Directions: Below are some records; quote exactly the lines from the one that contains "Locate the white wall" through the one that contains "Locate the white sofa", inclusive, and no others.

Extracted data:
• • •
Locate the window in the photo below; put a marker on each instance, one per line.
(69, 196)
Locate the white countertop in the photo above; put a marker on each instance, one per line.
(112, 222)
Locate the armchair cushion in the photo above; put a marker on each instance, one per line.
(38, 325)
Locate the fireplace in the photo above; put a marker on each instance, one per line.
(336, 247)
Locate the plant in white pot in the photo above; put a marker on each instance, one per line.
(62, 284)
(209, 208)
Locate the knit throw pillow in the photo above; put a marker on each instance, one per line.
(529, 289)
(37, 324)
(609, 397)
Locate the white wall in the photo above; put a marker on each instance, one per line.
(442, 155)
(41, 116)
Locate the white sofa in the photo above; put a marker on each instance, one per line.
• • •
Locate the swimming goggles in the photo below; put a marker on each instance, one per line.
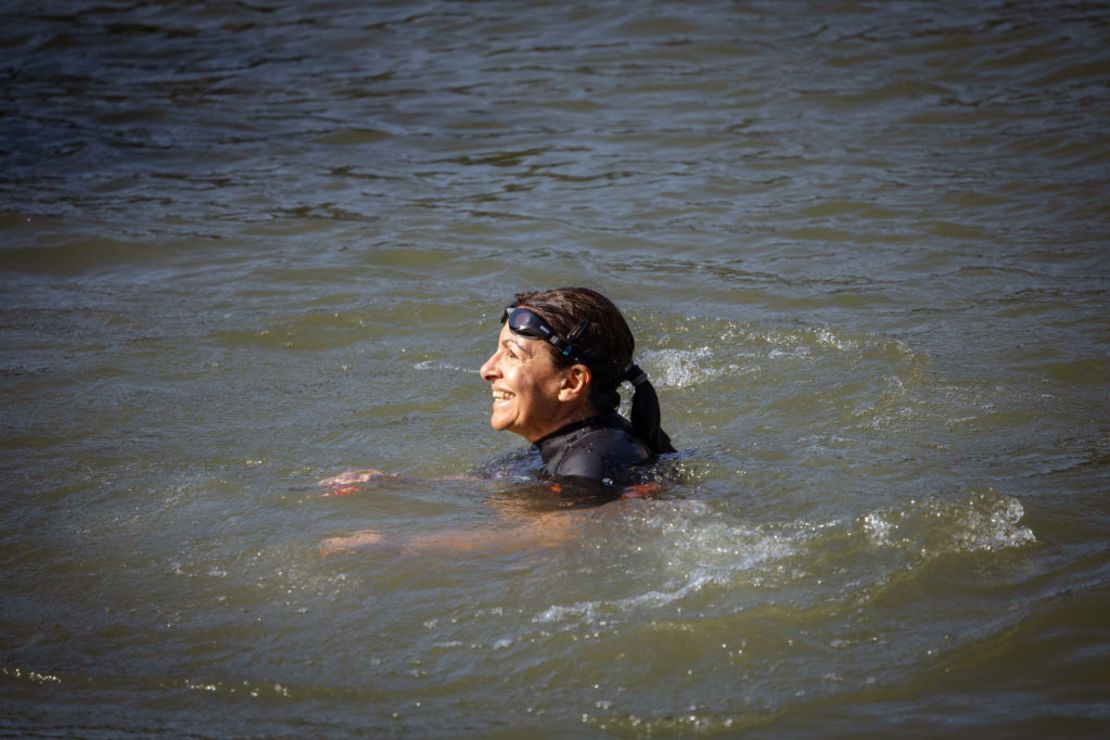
• • •
Answer to the exercise:
Locate the white wall in the photo above; put a marker on each instance, one per line.
(442, 155)
(41, 116)
Locate the white sofa in the photo above; put a marker on each instance, one per line.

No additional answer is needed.